■ QUOTED TEXT ■
Creature information
- Other names: Boggy Creek Monster; Swamp Stalker; Jonesville Monster;
- Similar entities: Honey Island Swamp monster; Skunk ape;
- Folklore: Cryptid

Origin
- First attested: 1946
- Country: United States
- Region: Arkansas

= Fouke Monster =

Creature of Arkansas folklore

The Fouke Monster /ˈfaʊk/ is a large, hairy mythical humanoid creature said to have been sighted in the rural town of Fouke and the area of Miller County, Arkansas, during the early 1970s. Similar to descriptions of Bigfoot, the creature was alleged to have attacked a local family. It has since become a part of Arkansas folklore. Stories of the creature influenced the 1972 docudrama horror film The Legend of Boggy Creek, which became the 11th highest-grossing film of 1972 and is today considered to be a cult classic.

The creature was named by journalist Jim Powell, who reported on it for the Texarkana Gazette and the Texarkana Daily News.

■ SUPPLIED DATA ■

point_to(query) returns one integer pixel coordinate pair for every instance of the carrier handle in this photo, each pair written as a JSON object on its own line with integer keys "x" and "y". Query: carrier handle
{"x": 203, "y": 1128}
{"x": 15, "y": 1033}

■ EXERCISE REQUIREMENTS ■
• 1. Summarize the Fouke Monster entry in two sentences.
• 2. Revise the part of the Fouke Monster entry that opens with the words containing "Creature of Arkansas" and closes with "a cult classic.", putting "documentary-style" in place of "docudrama".

■ SOLUTION SET ■
• 1. The Fouke Monster is a large, hairy mythical humanoid creature said to have been sighted in and around Fouke and Miller County, Arkansas, during the early 1970s, where it was alleged to have attacked a local family, and it has since become part of Arkansas folklore. Stories of the creature influenced the 1972 film The Legend of Boggy Creek, now considered a cult classic, and the creature was named by journalist Jim Powell.

• 2.
Creature of Arkansas folklore

The Fouke Monster /ˈfaʊk/ is a large, hairy mythical humanoid creature said to have been sighted in the rural town of Fouke and the area of Miller County, Arkansas, during the early 1970s. Similar to descriptions of Bigfoot, the creature was alleged to have attacked a local family. It has since become a part of Arkansas folklore. Stories of the creature influenced the 1972 documentary-style horror film The Legend of Boggy Creek, which became the 11th highest-grossing film of 1972 and is today considered to be a cult classic.